*Requirement:* Omit all pictures, then retype exactly the lines from the one that contains "man in camouflage" through the end of the listing.

*Records supplied:*
══════
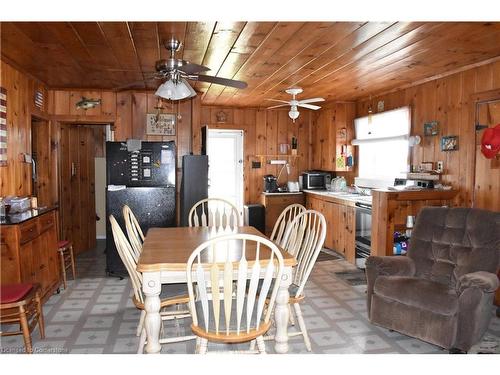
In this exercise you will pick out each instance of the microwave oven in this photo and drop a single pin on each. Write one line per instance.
(315, 180)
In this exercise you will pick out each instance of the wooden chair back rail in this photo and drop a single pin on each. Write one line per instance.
(304, 239)
(134, 231)
(127, 256)
(214, 282)
(214, 212)
(284, 221)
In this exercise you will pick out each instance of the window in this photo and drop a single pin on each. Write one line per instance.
(383, 145)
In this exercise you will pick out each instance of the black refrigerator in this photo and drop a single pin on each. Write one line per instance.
(142, 176)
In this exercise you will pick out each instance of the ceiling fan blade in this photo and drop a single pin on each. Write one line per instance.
(191, 68)
(277, 106)
(221, 81)
(312, 100)
(280, 101)
(309, 106)
(141, 82)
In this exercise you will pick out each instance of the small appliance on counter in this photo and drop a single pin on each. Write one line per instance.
(293, 186)
(270, 183)
(315, 180)
(14, 205)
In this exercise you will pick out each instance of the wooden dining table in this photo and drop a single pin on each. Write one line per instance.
(163, 260)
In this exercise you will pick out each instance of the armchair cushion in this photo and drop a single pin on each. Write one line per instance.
(419, 293)
(486, 281)
(391, 265)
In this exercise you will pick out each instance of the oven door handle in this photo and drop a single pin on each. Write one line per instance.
(363, 206)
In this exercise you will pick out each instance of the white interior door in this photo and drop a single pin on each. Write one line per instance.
(225, 165)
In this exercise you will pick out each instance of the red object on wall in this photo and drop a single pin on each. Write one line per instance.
(490, 142)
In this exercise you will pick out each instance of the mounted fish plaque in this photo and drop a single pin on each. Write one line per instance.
(87, 103)
(160, 123)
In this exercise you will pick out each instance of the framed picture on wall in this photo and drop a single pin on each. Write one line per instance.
(160, 123)
(449, 143)
(431, 128)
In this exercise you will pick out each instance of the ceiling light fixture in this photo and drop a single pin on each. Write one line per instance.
(293, 113)
(175, 90)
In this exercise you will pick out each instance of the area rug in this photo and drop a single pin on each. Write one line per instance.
(352, 277)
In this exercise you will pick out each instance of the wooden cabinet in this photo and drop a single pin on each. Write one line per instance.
(390, 209)
(341, 222)
(275, 204)
(29, 253)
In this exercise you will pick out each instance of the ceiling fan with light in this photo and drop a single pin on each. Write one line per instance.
(175, 73)
(294, 103)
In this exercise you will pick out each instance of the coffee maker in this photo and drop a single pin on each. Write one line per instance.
(270, 183)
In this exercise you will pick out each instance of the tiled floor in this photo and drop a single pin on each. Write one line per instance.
(96, 315)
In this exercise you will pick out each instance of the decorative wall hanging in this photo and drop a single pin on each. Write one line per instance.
(38, 99)
(431, 128)
(160, 123)
(380, 106)
(449, 143)
(87, 103)
(3, 126)
(221, 116)
(490, 142)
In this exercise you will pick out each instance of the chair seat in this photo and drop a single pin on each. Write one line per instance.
(62, 244)
(173, 290)
(14, 292)
(222, 318)
(419, 293)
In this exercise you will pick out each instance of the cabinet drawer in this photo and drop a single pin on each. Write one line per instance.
(28, 231)
(45, 222)
(285, 200)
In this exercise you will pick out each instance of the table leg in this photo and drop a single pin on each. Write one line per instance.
(281, 312)
(151, 286)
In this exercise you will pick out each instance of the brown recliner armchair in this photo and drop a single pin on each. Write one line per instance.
(442, 291)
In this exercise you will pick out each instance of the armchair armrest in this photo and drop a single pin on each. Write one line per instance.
(390, 265)
(486, 281)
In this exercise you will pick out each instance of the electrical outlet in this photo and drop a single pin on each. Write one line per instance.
(440, 167)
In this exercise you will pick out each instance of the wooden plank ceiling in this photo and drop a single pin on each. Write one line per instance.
(335, 60)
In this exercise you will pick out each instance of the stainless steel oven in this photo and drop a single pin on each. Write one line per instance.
(363, 238)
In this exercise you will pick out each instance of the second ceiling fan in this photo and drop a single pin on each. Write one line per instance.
(294, 103)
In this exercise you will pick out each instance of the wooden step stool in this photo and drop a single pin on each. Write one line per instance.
(65, 249)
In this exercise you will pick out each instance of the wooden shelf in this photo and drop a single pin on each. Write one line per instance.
(276, 156)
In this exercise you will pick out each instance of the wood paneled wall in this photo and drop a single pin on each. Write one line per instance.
(447, 100)
(264, 131)
(15, 177)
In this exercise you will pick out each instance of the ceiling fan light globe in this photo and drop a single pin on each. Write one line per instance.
(293, 114)
(175, 91)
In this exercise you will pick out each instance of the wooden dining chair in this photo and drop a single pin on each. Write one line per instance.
(303, 239)
(284, 221)
(216, 213)
(233, 312)
(21, 304)
(67, 260)
(134, 231)
(176, 293)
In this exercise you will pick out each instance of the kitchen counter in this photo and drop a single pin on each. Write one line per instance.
(21, 217)
(284, 193)
(348, 199)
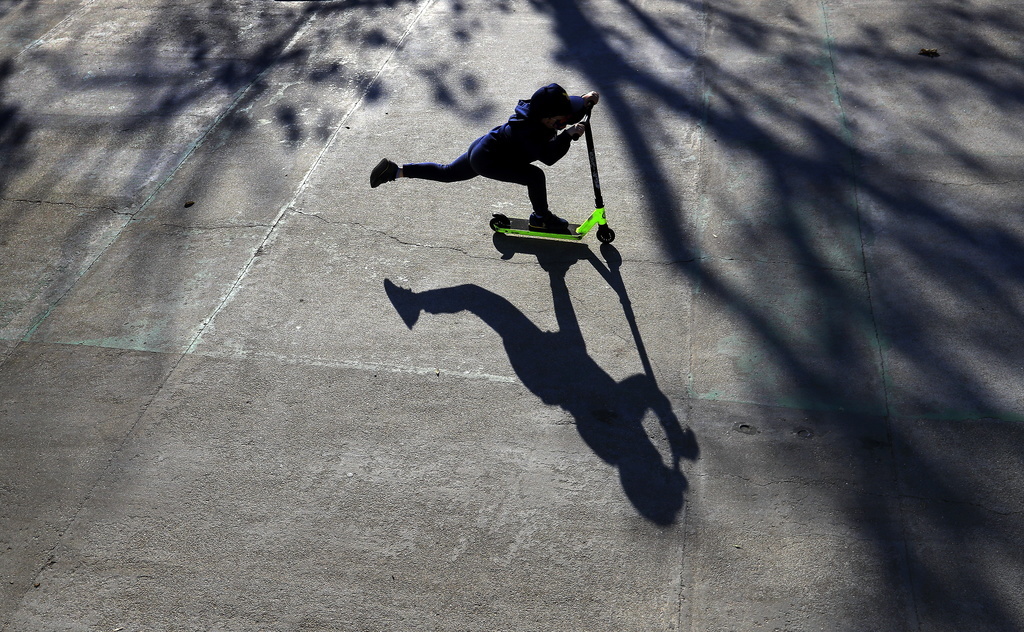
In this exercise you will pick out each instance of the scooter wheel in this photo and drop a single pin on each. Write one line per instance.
(500, 221)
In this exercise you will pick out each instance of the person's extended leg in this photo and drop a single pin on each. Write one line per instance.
(529, 176)
(456, 171)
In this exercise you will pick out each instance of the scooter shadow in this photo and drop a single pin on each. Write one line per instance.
(556, 368)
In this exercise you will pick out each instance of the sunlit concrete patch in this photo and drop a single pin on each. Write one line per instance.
(331, 302)
(779, 207)
(793, 519)
(104, 162)
(45, 247)
(964, 102)
(65, 413)
(153, 289)
(946, 277)
(330, 501)
(963, 485)
(788, 336)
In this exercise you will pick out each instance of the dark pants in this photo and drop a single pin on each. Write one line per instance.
(479, 161)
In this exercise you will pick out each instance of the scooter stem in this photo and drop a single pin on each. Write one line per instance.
(598, 201)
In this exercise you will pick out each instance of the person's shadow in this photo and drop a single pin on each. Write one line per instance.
(556, 368)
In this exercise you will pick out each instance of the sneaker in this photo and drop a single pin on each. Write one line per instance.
(548, 221)
(385, 171)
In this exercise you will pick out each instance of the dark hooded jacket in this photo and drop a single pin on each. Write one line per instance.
(524, 138)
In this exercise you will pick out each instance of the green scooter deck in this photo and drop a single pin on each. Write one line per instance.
(521, 226)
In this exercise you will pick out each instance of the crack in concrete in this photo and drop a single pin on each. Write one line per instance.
(68, 204)
(945, 183)
(214, 226)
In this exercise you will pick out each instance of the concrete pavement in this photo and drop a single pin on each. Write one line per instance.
(241, 390)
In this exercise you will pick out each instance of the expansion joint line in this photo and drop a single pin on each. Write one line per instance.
(304, 183)
(912, 615)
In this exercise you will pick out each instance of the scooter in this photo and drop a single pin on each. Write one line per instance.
(515, 225)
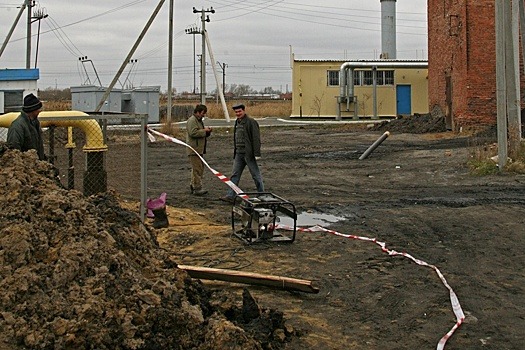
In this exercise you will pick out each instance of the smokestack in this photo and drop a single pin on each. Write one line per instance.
(388, 29)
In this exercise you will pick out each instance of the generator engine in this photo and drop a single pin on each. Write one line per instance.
(254, 217)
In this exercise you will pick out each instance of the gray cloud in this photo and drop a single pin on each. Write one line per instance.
(252, 37)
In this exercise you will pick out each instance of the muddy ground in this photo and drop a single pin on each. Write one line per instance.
(414, 192)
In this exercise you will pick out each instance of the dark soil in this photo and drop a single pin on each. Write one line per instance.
(83, 272)
(414, 192)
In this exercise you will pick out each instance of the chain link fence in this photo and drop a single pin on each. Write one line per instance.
(97, 153)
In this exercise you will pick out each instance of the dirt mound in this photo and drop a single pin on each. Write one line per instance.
(414, 124)
(84, 273)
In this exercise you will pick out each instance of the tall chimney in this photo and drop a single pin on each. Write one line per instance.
(388, 29)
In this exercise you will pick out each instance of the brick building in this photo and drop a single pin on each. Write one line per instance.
(462, 61)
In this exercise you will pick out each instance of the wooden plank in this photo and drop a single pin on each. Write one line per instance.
(280, 282)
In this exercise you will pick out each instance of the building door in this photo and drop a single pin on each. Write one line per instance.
(448, 95)
(404, 99)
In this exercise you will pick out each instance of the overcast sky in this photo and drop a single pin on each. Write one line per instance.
(253, 38)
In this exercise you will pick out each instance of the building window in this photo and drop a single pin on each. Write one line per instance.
(333, 78)
(366, 77)
(389, 77)
(357, 77)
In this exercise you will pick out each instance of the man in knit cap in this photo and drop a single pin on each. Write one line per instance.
(25, 132)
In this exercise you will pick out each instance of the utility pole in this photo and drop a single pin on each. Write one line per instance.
(507, 82)
(193, 30)
(223, 67)
(29, 5)
(38, 15)
(204, 18)
(170, 63)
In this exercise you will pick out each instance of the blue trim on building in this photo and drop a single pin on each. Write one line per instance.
(19, 74)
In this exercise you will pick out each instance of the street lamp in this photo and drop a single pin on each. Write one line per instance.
(193, 30)
(38, 15)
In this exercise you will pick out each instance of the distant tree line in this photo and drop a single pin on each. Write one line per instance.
(52, 94)
(231, 91)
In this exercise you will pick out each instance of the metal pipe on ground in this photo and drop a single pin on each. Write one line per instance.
(374, 145)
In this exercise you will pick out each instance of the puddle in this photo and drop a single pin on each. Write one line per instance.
(310, 219)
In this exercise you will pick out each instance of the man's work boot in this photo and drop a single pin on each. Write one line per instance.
(199, 192)
(161, 218)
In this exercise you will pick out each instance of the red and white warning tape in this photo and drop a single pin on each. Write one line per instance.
(220, 176)
(456, 307)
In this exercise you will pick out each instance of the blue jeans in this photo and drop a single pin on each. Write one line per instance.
(239, 163)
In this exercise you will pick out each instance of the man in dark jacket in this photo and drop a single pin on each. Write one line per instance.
(196, 134)
(24, 132)
(247, 150)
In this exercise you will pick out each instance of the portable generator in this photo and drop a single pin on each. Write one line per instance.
(255, 215)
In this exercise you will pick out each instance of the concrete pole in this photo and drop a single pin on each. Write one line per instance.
(12, 29)
(28, 38)
(225, 109)
(203, 58)
(501, 90)
(512, 76)
(170, 62)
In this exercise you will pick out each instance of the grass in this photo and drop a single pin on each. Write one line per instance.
(257, 109)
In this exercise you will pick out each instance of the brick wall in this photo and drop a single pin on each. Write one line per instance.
(462, 47)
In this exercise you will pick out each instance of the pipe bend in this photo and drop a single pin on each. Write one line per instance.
(90, 127)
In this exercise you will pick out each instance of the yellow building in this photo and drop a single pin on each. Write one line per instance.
(322, 88)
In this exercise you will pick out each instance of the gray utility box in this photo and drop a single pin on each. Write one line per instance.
(143, 100)
(87, 97)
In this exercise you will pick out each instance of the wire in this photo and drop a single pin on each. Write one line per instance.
(308, 14)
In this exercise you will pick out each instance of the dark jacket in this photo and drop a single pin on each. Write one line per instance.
(195, 135)
(25, 134)
(252, 139)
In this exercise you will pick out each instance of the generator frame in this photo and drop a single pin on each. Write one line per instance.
(252, 208)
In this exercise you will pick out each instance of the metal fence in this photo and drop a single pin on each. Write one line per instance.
(97, 153)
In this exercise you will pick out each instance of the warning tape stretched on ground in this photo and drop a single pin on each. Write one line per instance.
(221, 177)
(456, 307)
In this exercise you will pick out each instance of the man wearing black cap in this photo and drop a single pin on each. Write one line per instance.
(247, 150)
(24, 132)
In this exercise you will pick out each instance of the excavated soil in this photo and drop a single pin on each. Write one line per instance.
(84, 273)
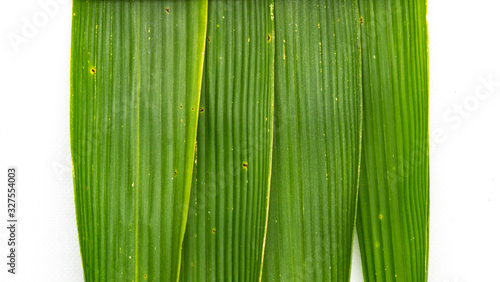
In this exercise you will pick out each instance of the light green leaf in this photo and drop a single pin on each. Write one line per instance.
(317, 137)
(136, 70)
(393, 217)
(229, 201)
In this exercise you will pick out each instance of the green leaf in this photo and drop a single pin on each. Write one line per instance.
(136, 70)
(316, 152)
(230, 194)
(393, 218)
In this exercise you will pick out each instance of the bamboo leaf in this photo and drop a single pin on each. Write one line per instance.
(136, 70)
(317, 138)
(228, 209)
(393, 221)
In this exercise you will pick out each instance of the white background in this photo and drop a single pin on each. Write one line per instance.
(464, 130)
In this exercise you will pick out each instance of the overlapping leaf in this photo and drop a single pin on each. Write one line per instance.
(136, 69)
(229, 199)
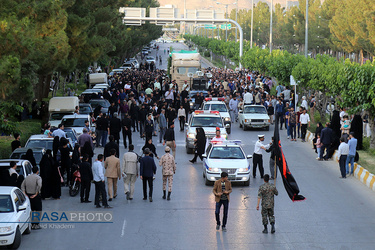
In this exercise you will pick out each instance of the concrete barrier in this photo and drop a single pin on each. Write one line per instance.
(360, 173)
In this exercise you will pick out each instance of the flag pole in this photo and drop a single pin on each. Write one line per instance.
(275, 172)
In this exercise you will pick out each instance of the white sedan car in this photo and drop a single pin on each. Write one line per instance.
(15, 212)
(150, 59)
(227, 156)
(254, 116)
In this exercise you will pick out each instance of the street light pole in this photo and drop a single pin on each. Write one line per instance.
(252, 23)
(307, 29)
(226, 24)
(236, 15)
(271, 26)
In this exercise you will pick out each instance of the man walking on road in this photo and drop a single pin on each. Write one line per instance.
(31, 186)
(112, 172)
(147, 171)
(326, 139)
(169, 169)
(99, 181)
(126, 125)
(258, 156)
(222, 189)
(352, 151)
(130, 171)
(304, 120)
(342, 155)
(266, 194)
(169, 139)
(162, 125)
(86, 177)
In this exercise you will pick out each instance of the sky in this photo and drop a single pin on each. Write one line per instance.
(205, 4)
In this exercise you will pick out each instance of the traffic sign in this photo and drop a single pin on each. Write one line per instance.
(210, 26)
(225, 26)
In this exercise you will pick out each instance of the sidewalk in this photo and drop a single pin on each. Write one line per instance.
(360, 173)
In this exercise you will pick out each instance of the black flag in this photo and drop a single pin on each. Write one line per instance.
(290, 183)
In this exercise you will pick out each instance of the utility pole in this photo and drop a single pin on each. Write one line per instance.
(252, 23)
(307, 29)
(271, 25)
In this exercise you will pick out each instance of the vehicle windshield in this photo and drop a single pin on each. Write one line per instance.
(71, 135)
(85, 109)
(254, 110)
(74, 122)
(96, 103)
(17, 155)
(227, 153)
(6, 204)
(216, 107)
(58, 116)
(210, 121)
(47, 144)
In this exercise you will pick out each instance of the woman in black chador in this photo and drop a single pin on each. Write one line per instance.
(200, 144)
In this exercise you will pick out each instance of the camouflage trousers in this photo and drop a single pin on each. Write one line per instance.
(170, 182)
(267, 213)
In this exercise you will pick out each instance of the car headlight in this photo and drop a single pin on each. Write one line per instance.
(191, 136)
(243, 170)
(5, 229)
(215, 170)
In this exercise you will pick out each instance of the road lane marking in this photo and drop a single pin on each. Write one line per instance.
(123, 229)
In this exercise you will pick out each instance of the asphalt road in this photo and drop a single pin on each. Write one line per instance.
(337, 214)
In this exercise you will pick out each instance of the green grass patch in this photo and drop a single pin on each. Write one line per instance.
(26, 128)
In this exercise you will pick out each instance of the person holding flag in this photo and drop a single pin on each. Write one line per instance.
(218, 137)
(258, 157)
(266, 193)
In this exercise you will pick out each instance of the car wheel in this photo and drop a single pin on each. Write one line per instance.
(28, 229)
(189, 150)
(17, 240)
(207, 182)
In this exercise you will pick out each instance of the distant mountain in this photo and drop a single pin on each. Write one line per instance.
(205, 4)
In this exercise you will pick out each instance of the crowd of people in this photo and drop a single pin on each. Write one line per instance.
(147, 102)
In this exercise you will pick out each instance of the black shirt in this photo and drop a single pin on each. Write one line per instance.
(169, 135)
(15, 144)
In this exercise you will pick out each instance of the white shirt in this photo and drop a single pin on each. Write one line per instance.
(343, 150)
(258, 149)
(181, 112)
(218, 139)
(304, 118)
(98, 171)
(248, 97)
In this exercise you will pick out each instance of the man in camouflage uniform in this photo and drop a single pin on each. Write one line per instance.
(169, 169)
(266, 194)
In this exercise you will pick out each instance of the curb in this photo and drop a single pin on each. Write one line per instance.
(360, 173)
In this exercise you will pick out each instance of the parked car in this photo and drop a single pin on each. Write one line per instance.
(150, 59)
(77, 122)
(71, 134)
(41, 141)
(15, 216)
(85, 108)
(102, 102)
(254, 116)
(19, 153)
(229, 157)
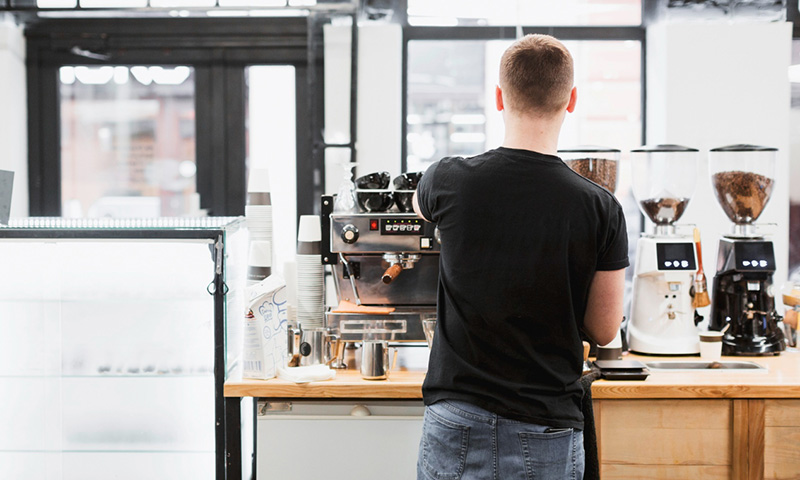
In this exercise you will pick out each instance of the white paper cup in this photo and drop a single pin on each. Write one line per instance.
══════
*Exercise answer:*
In this exercise you will pick out each instance of the man in camouflage uniform in this photo and drop a single pin on each. Write one line per instance.
(169, 169)
(266, 194)
In this exercise you will pick out each instance of the curb in this photo and drop a single pin on each. Write one line per instance.
(360, 173)
In this exercise you will pick out each instance of the parked car in this photo and drop a single pin on each. Write one line per instance.
(150, 59)
(77, 122)
(71, 134)
(41, 141)
(15, 216)
(85, 108)
(102, 102)
(254, 116)
(19, 153)
(229, 157)
In this exercise you will pick out each instance of the white paper cup in this photo and drop a single pin on each. Write one line per instance.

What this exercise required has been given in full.